**YOUR INSTRUCTIONS:** Include in the output the line containing "for costume arm" and each subsequent line of the records, through the end, transcribed exactly. Add nothing else.
*** GIVEN RECORDS ***
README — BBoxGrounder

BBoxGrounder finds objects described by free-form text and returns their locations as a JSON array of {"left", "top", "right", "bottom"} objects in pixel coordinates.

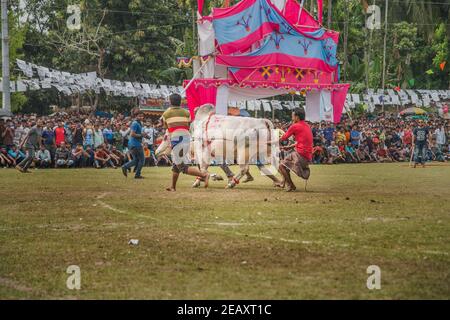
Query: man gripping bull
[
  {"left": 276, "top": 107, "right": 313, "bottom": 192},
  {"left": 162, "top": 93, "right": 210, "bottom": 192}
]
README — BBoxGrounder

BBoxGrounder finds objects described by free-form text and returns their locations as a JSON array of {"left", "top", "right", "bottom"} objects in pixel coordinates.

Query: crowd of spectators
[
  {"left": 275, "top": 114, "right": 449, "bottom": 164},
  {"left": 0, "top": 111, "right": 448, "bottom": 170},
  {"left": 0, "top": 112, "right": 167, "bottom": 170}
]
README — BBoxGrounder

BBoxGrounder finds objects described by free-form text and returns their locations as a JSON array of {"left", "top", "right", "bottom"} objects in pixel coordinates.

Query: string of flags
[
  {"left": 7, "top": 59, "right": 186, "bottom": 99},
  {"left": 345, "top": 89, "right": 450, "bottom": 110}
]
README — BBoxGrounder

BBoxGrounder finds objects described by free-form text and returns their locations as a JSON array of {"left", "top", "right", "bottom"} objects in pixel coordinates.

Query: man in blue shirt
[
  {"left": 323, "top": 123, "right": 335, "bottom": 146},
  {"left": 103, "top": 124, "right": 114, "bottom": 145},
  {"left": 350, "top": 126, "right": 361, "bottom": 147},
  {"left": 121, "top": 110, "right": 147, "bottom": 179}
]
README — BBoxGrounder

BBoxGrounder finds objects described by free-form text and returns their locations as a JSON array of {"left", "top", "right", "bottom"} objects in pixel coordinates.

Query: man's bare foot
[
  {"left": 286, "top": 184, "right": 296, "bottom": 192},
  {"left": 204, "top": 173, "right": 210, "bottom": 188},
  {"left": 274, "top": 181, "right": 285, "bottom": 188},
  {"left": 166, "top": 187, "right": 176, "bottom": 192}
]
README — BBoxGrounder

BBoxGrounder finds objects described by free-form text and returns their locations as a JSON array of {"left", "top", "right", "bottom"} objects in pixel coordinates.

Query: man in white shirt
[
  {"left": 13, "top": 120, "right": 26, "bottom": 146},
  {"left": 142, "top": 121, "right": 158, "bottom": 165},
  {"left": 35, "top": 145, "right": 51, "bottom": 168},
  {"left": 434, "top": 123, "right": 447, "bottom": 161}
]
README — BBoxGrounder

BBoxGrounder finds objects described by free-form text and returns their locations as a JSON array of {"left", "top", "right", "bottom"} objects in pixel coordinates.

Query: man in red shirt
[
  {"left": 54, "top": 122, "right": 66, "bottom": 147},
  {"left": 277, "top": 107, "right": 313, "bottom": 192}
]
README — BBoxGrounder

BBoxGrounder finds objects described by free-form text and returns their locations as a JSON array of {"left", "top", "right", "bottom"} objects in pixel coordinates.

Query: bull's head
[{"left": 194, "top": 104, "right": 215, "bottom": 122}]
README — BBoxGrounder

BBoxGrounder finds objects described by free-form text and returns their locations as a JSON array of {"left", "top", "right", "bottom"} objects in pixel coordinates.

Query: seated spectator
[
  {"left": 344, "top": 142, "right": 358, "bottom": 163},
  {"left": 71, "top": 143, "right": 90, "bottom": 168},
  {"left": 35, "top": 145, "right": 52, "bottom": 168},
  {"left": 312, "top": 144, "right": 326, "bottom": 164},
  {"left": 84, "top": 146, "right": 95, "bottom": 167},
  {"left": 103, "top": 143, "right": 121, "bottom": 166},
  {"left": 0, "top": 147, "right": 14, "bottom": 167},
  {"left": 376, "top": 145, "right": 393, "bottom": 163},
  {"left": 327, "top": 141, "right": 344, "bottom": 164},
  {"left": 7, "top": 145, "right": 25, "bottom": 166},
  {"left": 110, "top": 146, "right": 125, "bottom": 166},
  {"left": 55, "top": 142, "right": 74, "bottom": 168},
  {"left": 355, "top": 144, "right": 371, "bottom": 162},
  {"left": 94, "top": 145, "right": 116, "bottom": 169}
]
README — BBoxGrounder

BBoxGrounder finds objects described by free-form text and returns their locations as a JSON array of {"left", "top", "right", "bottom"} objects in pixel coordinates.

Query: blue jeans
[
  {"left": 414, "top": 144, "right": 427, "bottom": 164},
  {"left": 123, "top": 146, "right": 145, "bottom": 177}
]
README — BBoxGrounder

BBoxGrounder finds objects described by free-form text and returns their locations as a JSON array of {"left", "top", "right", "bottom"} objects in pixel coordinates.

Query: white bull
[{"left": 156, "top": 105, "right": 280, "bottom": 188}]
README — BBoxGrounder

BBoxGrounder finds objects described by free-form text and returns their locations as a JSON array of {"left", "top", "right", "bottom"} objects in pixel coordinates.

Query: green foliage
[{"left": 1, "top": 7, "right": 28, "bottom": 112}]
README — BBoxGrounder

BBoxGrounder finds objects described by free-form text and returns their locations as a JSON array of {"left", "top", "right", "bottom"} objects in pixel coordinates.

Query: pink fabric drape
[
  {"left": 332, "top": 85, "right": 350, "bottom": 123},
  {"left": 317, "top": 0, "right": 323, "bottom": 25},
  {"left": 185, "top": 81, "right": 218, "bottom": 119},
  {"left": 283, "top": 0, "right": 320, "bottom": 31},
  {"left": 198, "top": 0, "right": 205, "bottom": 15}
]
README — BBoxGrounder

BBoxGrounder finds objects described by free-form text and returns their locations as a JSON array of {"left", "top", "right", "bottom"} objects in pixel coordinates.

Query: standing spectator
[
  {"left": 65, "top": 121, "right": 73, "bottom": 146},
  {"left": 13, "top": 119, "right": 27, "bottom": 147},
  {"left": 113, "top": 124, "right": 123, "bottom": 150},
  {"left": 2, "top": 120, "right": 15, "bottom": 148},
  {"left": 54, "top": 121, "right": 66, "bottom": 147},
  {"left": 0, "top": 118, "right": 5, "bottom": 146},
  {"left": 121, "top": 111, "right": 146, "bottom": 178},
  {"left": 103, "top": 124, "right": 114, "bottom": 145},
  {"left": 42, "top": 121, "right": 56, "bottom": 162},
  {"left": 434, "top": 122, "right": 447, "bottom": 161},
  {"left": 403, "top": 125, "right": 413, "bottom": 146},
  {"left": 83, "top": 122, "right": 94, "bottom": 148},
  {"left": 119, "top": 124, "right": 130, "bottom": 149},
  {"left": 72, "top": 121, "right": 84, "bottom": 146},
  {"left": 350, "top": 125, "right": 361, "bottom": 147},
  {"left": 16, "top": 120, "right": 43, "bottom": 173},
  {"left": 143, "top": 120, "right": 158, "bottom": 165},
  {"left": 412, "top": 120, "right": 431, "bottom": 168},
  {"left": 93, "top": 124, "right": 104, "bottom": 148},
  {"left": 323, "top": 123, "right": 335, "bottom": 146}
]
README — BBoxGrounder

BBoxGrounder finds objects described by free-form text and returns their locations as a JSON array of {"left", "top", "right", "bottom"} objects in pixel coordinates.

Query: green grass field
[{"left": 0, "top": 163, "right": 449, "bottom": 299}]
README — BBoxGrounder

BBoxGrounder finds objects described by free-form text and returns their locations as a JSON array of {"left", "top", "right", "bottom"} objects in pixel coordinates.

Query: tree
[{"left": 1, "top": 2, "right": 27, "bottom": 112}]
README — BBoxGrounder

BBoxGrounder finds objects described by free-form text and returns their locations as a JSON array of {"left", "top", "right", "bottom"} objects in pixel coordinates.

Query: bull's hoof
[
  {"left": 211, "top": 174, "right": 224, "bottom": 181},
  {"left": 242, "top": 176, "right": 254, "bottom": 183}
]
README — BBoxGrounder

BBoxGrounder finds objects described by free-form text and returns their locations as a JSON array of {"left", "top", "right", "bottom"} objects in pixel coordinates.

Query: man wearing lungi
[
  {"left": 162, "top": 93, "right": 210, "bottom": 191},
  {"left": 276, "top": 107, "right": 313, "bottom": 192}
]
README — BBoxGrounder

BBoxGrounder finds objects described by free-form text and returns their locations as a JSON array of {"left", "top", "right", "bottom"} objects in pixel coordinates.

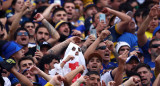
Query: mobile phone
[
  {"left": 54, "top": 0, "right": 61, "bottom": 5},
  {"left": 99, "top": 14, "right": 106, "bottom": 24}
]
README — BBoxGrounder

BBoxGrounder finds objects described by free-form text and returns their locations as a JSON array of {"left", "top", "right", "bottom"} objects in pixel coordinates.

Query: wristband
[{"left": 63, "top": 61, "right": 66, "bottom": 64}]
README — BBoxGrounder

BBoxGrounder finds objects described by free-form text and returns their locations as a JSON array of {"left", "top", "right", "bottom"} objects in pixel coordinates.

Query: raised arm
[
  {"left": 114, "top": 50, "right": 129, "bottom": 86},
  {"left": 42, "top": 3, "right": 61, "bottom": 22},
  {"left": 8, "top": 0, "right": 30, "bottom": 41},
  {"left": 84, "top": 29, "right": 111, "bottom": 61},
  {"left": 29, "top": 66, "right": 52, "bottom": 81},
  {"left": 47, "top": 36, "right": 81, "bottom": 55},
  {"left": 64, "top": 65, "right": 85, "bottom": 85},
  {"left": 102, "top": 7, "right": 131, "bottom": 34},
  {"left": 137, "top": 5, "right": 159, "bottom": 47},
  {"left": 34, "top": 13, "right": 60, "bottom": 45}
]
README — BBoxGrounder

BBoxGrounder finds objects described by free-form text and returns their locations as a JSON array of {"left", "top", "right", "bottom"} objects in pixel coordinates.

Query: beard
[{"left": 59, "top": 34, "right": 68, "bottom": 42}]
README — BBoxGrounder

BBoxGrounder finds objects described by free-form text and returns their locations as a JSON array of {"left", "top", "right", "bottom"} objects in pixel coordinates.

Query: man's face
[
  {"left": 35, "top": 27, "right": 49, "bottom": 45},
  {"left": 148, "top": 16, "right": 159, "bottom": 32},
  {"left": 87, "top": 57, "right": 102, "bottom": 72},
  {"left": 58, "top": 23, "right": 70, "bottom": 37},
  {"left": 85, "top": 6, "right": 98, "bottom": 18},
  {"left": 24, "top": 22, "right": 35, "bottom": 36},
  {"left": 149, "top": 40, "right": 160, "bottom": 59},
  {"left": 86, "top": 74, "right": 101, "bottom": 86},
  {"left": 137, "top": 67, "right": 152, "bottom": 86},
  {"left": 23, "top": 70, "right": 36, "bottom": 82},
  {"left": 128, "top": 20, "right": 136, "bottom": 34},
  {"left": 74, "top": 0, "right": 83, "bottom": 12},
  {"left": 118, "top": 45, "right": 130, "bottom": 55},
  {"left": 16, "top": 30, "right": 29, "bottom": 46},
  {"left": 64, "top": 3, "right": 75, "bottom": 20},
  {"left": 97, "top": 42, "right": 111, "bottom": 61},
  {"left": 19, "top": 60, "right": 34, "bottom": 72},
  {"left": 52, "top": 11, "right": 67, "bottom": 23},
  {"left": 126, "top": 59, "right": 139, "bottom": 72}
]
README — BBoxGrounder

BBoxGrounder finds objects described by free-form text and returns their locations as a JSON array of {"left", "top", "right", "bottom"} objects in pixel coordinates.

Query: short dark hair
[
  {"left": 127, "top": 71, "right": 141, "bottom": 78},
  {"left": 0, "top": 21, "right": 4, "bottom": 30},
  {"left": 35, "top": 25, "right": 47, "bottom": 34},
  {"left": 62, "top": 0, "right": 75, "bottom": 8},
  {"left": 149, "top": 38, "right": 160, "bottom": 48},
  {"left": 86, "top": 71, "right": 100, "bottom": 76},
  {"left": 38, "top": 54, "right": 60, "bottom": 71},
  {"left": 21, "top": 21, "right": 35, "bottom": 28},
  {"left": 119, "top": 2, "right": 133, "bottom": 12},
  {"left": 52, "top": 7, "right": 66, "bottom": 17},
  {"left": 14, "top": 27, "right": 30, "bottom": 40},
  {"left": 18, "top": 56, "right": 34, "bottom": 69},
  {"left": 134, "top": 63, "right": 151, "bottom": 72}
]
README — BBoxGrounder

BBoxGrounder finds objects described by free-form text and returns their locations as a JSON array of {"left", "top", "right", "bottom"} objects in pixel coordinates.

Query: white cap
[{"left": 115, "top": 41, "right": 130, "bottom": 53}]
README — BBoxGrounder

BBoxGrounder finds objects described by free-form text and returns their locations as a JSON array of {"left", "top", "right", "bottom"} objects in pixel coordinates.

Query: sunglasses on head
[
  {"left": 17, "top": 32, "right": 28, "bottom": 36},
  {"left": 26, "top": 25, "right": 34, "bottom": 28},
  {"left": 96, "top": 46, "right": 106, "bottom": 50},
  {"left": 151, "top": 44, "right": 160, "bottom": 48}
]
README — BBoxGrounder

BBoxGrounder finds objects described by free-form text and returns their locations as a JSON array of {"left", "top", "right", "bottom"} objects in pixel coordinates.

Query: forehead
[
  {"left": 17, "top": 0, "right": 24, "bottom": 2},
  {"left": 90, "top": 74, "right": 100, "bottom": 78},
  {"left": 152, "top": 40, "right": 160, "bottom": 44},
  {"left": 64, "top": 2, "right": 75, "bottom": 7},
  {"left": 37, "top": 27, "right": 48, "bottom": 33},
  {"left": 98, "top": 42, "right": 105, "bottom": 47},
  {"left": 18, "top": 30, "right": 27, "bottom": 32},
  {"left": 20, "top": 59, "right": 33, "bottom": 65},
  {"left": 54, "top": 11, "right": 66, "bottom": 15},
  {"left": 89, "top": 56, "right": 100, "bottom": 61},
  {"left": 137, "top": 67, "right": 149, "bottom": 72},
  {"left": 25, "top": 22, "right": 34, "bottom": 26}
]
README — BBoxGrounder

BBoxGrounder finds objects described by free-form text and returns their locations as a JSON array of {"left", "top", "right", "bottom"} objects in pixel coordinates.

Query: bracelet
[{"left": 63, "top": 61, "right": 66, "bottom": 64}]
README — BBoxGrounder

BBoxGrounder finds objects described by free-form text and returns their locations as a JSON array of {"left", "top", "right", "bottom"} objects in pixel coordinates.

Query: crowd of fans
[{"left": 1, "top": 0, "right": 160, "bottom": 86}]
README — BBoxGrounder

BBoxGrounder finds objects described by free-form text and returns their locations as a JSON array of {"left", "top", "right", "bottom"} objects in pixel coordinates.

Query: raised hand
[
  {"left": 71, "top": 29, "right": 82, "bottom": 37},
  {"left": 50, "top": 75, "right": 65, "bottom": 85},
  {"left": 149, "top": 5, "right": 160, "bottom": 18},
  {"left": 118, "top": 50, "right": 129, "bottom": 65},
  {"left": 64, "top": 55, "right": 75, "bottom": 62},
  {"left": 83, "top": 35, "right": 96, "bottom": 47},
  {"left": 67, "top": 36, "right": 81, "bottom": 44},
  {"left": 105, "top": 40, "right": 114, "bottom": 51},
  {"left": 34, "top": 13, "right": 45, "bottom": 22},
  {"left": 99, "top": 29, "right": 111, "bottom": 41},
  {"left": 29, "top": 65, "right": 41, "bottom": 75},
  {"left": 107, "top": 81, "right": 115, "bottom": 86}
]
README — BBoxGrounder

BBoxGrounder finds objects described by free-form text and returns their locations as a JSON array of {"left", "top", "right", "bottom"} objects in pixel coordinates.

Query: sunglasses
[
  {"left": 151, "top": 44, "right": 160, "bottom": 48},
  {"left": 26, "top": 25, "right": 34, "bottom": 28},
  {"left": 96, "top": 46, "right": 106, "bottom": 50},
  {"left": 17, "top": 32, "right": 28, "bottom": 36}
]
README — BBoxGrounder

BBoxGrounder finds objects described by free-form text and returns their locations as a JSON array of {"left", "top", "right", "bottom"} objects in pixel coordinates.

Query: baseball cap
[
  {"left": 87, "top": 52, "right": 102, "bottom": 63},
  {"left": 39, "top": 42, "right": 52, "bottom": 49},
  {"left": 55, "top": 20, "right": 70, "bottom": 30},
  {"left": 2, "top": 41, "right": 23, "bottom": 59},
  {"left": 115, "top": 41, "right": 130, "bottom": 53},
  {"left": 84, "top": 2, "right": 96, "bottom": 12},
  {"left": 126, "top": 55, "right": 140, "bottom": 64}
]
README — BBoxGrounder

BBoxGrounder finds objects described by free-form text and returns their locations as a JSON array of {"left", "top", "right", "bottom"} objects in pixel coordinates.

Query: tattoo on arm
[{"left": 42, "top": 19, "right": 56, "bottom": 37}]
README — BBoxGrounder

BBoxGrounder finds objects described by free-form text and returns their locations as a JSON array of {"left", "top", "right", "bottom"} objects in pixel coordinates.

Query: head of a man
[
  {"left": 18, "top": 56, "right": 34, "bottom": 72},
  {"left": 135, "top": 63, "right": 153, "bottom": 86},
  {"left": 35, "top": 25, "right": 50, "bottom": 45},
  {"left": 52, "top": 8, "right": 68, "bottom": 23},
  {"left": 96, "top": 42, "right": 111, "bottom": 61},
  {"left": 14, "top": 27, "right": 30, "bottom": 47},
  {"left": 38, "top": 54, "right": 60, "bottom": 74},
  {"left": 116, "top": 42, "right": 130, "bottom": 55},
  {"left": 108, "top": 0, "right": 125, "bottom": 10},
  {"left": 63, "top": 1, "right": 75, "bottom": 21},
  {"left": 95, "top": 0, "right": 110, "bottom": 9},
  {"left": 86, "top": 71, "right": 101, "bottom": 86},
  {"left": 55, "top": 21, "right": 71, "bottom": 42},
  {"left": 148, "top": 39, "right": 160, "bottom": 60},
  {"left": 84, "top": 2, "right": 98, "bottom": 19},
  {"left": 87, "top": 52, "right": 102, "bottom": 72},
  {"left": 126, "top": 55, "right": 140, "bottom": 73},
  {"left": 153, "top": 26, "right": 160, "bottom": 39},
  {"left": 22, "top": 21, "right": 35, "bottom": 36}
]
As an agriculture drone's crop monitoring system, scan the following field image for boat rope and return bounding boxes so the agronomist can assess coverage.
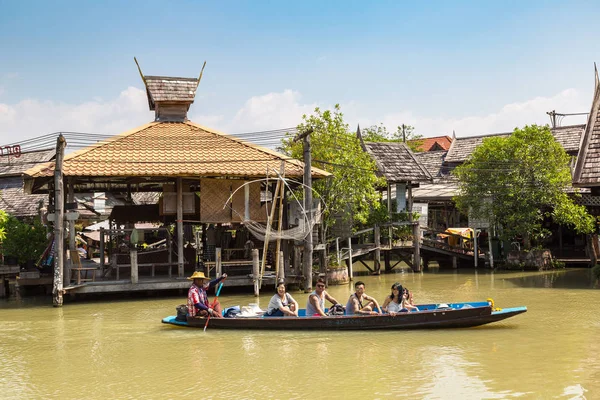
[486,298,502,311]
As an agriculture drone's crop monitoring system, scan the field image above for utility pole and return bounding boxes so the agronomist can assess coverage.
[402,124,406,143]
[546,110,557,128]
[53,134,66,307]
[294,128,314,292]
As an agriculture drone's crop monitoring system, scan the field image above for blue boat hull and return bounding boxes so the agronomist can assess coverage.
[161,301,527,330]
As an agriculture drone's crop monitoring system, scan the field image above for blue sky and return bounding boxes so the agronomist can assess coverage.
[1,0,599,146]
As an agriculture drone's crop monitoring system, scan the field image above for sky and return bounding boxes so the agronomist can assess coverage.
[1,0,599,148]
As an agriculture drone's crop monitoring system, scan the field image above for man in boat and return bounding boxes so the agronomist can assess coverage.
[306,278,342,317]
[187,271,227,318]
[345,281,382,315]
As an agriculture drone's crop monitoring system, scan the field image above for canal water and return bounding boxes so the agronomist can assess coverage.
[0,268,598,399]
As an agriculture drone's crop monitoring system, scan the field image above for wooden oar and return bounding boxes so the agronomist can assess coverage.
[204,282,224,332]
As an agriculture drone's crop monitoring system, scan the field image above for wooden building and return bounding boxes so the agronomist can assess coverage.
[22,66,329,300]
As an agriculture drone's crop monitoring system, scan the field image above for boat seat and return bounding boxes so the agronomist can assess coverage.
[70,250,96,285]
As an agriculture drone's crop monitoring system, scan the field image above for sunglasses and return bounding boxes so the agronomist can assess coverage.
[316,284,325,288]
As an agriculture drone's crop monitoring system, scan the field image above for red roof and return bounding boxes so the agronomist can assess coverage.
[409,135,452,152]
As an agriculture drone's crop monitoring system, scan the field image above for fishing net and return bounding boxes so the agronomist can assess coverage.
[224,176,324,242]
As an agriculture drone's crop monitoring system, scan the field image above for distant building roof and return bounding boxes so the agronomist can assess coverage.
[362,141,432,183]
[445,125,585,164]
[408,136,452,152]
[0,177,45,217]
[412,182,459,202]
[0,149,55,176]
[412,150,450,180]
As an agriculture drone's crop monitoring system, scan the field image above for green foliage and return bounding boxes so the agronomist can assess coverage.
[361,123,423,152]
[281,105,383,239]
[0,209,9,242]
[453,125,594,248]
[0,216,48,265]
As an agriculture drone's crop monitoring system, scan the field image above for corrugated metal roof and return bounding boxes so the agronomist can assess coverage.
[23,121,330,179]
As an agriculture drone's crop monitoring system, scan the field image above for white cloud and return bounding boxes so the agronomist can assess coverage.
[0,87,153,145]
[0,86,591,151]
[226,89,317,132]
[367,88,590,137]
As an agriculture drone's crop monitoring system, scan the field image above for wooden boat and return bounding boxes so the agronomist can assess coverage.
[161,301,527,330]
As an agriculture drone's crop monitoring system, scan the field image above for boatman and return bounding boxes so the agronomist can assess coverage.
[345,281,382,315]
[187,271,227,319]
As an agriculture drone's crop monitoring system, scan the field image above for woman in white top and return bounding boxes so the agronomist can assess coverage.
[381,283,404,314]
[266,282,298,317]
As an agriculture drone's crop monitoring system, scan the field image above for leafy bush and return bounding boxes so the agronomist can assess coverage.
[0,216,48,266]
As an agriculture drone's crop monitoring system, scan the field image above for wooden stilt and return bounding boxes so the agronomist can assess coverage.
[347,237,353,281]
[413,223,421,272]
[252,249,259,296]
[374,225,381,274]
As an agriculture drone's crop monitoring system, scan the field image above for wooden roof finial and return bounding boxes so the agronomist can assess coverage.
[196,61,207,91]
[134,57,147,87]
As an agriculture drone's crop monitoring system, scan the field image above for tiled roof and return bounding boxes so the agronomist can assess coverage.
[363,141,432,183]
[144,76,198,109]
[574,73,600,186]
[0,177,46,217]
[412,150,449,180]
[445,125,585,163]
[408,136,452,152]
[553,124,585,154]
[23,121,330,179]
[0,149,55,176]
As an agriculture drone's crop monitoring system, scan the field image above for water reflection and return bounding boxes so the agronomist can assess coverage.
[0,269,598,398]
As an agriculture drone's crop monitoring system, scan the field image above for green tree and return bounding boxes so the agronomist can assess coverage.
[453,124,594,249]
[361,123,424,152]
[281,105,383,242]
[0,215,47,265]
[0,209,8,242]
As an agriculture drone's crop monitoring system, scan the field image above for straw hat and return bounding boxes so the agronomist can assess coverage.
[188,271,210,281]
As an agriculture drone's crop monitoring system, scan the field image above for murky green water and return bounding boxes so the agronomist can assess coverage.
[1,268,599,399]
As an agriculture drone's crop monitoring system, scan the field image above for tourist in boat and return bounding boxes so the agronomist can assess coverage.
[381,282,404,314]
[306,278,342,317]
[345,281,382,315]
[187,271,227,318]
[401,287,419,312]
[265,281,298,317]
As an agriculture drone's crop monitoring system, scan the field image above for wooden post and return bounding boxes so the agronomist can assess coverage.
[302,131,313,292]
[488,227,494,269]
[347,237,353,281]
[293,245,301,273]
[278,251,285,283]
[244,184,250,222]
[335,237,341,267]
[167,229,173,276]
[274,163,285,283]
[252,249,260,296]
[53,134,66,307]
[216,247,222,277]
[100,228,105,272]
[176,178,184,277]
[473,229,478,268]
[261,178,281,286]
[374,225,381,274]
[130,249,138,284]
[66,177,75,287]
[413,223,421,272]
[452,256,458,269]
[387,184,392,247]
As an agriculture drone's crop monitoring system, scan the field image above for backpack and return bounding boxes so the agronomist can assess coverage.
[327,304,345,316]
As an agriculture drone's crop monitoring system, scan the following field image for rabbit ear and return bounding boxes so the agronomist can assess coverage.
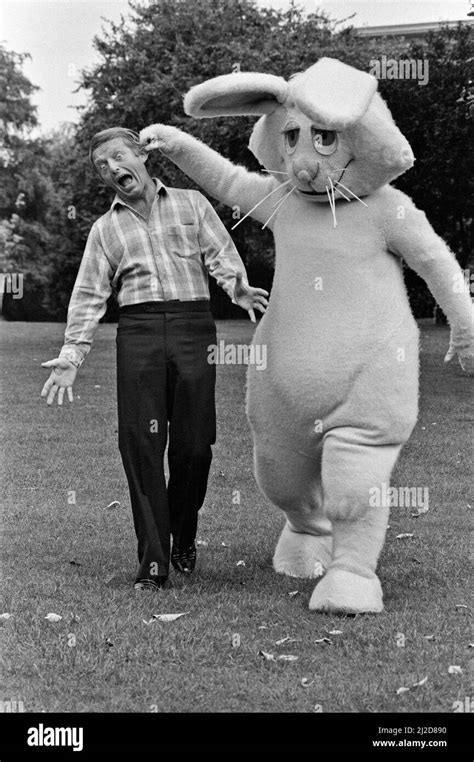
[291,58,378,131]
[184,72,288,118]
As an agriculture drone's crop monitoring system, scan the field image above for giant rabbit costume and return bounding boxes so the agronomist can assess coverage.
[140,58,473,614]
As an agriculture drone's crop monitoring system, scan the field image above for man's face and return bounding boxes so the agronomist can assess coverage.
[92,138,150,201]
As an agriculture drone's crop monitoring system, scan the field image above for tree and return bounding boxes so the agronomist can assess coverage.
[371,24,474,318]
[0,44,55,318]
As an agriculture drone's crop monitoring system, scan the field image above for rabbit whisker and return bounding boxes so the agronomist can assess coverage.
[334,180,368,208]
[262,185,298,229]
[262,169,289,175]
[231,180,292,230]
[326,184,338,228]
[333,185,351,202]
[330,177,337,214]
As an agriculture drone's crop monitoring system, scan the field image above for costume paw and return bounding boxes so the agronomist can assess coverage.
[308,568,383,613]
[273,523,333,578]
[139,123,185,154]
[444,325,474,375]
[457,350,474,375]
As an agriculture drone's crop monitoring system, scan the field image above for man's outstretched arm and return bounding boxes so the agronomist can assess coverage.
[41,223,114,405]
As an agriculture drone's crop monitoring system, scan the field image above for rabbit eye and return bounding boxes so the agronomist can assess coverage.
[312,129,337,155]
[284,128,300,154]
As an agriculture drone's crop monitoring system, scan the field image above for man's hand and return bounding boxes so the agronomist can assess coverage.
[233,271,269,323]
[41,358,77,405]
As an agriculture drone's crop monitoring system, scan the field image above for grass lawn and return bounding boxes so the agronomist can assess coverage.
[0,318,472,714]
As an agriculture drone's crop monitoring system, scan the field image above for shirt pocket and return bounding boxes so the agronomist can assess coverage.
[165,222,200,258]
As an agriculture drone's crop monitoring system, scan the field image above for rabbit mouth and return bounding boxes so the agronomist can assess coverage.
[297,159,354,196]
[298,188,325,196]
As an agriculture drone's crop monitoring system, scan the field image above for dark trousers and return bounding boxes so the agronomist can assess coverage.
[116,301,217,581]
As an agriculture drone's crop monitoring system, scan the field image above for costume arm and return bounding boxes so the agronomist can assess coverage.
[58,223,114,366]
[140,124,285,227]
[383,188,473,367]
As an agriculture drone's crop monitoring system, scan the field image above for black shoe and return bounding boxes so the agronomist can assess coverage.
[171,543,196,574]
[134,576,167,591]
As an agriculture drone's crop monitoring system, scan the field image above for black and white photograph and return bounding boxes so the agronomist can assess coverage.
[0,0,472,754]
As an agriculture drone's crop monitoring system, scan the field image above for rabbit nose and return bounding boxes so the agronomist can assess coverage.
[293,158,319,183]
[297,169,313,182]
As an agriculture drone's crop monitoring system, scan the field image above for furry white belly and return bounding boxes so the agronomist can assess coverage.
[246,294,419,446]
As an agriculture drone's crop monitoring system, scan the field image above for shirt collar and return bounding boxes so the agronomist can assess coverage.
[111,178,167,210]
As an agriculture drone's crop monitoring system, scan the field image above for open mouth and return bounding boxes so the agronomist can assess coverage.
*** End of GIVEN RECORDS ***
**RESPONSE BELOW:**
As an agriculture drone's crop monitoring system, scan the field image above for costume arm and return bounding boxes so the agronomist can assess coverage.
[58,223,114,366]
[140,124,285,227]
[383,188,473,367]
As an agriculture drone's crop monitoring system, scan the field image above for black shoe and return bounding boxes so the agronomist can assess coverage.
[171,543,196,574]
[134,576,167,591]
As an agriculture drone's crop monitoring system, scan the field image above for black and white photograph and return bounding boxes so the agronomist can assess coverage.
[0,0,472,754]
As an agriculture drone's crop monitoring system, scan the field image above for rabbit nose and return bounding boxes so the agronomist can assess coverage.
[293,158,319,183]
[297,169,313,182]
As an agriculture drone's crop monitoring system, scan the field image above for furry white belly and return bounding boxes so the agronomist can assess coverage.
[246,294,419,446]
As an agriculture drone's crop monitoring system, scan the field image above for shirt collar and return bounding boxes so the agronomist can assess coverage.
[111,178,167,210]
As an agriculture drone's crop monitoring system, scan the field image above for open mouth and return bounding boxes so the agronomist can assess coverage.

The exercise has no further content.